Task requirements: Please make an exact copy of the listing, without the pictures.

─── Stored data

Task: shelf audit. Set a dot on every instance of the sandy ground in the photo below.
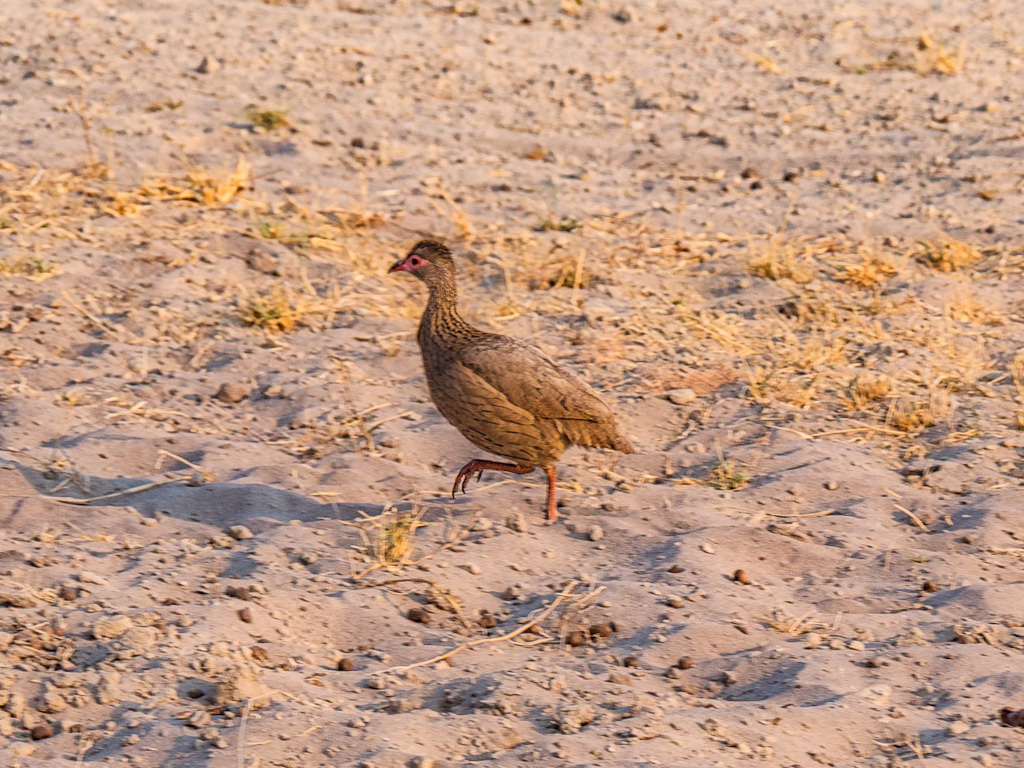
(785, 243)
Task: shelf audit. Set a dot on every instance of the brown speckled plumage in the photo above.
(504, 395)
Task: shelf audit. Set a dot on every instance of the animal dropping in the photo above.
(505, 396)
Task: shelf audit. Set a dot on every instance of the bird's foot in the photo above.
(478, 465)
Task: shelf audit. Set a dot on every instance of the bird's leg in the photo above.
(478, 465)
(552, 510)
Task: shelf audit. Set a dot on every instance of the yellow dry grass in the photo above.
(871, 271)
(946, 254)
(776, 258)
(933, 57)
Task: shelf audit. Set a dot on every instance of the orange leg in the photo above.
(478, 465)
(552, 510)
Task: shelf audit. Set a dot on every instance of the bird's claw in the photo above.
(464, 476)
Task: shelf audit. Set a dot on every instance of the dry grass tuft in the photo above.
(871, 271)
(778, 259)
(866, 390)
(966, 307)
(33, 268)
(782, 621)
(933, 57)
(726, 476)
(947, 254)
(910, 415)
(219, 188)
(283, 309)
(268, 120)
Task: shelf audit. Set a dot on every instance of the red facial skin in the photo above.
(408, 264)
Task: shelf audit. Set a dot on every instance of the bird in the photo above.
(503, 394)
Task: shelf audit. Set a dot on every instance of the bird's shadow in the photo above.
(216, 504)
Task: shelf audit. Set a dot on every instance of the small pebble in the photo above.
(517, 522)
(681, 396)
(68, 593)
(576, 639)
(231, 392)
(208, 66)
(957, 728)
(419, 615)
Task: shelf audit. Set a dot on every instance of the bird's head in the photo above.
(429, 260)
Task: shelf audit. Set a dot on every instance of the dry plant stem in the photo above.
(89, 315)
(565, 593)
(453, 541)
(912, 516)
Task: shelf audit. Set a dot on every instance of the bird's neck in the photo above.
(441, 317)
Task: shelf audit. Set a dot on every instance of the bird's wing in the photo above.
(532, 382)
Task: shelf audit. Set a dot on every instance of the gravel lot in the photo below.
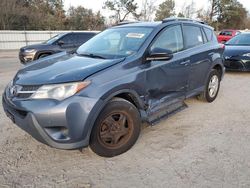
(205, 145)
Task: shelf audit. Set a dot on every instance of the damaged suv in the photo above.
(126, 75)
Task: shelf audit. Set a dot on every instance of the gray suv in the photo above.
(126, 75)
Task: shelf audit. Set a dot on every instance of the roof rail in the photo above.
(126, 22)
(182, 19)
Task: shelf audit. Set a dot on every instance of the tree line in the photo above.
(50, 14)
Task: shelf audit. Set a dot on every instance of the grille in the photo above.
(27, 91)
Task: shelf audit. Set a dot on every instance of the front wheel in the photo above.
(212, 87)
(116, 129)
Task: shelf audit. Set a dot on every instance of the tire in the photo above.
(208, 94)
(43, 55)
(116, 129)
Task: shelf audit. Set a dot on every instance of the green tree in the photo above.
(122, 9)
(166, 9)
(80, 18)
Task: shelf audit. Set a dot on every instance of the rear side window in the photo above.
(170, 38)
(209, 33)
(192, 36)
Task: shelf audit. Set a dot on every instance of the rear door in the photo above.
(196, 45)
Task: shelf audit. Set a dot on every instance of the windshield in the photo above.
(116, 42)
(53, 39)
(241, 39)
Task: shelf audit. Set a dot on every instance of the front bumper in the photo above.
(64, 125)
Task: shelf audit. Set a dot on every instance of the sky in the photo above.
(97, 5)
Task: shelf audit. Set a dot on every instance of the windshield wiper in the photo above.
(92, 55)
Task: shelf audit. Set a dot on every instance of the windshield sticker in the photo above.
(200, 38)
(135, 35)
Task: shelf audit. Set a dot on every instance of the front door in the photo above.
(166, 80)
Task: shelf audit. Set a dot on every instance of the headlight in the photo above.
(59, 91)
(29, 50)
(246, 55)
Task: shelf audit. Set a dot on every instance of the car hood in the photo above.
(235, 50)
(61, 68)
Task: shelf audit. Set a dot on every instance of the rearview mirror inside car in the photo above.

──────

Task result:
Task: shelf audit. Set a dot on every instance of the sandy ground in the photo below.
(785, 243)
Task: shelf audit. Set a dot on every instance of the brown speckled plumage in the photo above.
(504, 395)
Task: shelf audit. Set a dot on every instance of the animal dropping in the photo above.
(505, 396)
Task: shelf audit. Set a dot on every instance of the bird's foot in the photo above.
(478, 465)
Task: shelf audit. Set a dot on every instance of the bird's leg in the photo above.
(478, 465)
(552, 510)
Task: shelf audit. Set a dot on every instance of the yellow dry grass in the photo above.
(871, 271)
(946, 254)
(776, 258)
(933, 57)
Task: shelf audit. Set a dot on every instance of the orange leg in the photo above.
(478, 465)
(552, 510)
Task: shelf audit. Set a dot on every instance of the bird's claw in the photo above.
(464, 476)
Task: shelf audit. Set a dot on every instance of the dry grass tuft in the photo above.
(871, 271)
(778, 259)
(866, 390)
(966, 307)
(33, 268)
(782, 621)
(933, 57)
(726, 476)
(947, 254)
(910, 415)
(219, 188)
(283, 309)
(268, 120)
Task: shelf audit. Set a dot on every instance of the red facial skin in the photo above.
(408, 264)
Task: shelf audit. Set a dot on every instance of the bird in the photo above.
(503, 394)
Task: shelf audit. Set a dot on every instance of the bird's shadow in the photo above.
(216, 504)
Task: shelf audit. Set a dot on every instance of the small pebble in the photo above.
(517, 522)
(681, 396)
(68, 593)
(576, 639)
(231, 392)
(208, 66)
(957, 728)
(419, 615)
Task: shelf audit. Set a dot on every instance of the bird's head in the photo above.
(429, 260)
Task: shelf audit. Set a dot on every instance of the dry plant stem in the photo above.
(89, 315)
(565, 593)
(453, 541)
(912, 516)
Task: shelf audit. Set a dot on every instance of the bird's neck in the photo above.
(441, 317)
Task: shelf audit. Set a dot on every instance of the bird's wing in the photo above.
(532, 382)
Task: shelf audit. Set a dot on every instance of the gravel lot in the photo below.
(205, 145)
Task: shelf audit. Set a dot on every instance of the damaged suv in the photo above.
(126, 75)
Task: shelf audit. Set a dot on every instance of the gray suv in the photo above.
(126, 75)
Task: shelf audit. Set a dot on every instance of the roof rail in the photo above.
(126, 22)
(182, 19)
Task: shelf audit. Set a dot on every instance of the tree line in the photo above.
(50, 14)
Task: shelf audit. Set a dot on every instance of the grille in the photo above.
(27, 91)
Task: shelf audit. Set a dot on every instance of the front wheel in the photo above.
(212, 87)
(116, 129)
Task: shelf audit. Set a dot on every instance of the tire in the photo above.
(208, 94)
(43, 55)
(116, 129)
Task: shelf audit. Set a dot on every instance of the green tree in the photo above.
(122, 9)
(166, 9)
(80, 18)
Task: shelf audit. Set a dot on every instance of the rear side window in the photo above.
(170, 38)
(209, 33)
(192, 36)
Task: shelf audit. Set a dot on every instance of the rear door in the photo above.
(196, 45)
Task: shelf audit. Set a dot on every instance of the windshield in the photo above.
(116, 42)
(53, 39)
(241, 39)
Task: shelf audit. Set a dot on every instance of the front bumper in the photo above.
(64, 125)
Task: shelf audit. Set a dot on every instance of the sky in the photo above.
(97, 5)
Task: shelf audit. Set a dot on every instance of the windshield wiper in the photo above.
(92, 55)
Task: shelf audit. Set a dot on every instance of the windshield sticker in the photo above.
(200, 38)
(135, 35)
Task: shelf audit. Set a dot on every instance of the front door in the photo above.
(166, 80)
Task: shelf audit. Set a dot on every instance of the headlight in the photo above.
(59, 91)
(29, 50)
(246, 55)
Task: shelf audit. Set a dot on every instance of the car hood in the photo above.
(235, 50)
(61, 68)
Task: shelf audit. Set a dot on every instance of the rearview mirror inside car in the photo above.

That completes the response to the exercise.